__Task instructions__: Put these records into a two-column CSV with the header row request,response and one row per record. Place each record's text in the request column and its answer in the response column, with every field in double quotes and line breaks replaced by spaces.

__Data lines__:
= = =

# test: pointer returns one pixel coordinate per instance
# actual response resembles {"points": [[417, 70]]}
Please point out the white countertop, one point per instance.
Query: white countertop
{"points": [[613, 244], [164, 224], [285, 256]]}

= = =

__Solved exercise__:
request,response
"# test: pointer returns one pixel coordinate per instance # actual response resembles {""points"": [[417, 70]]} Please point out the white countertop, one point per instance. Query: white countertop","{""points"": [[613, 244], [164, 224], [285, 256]]}"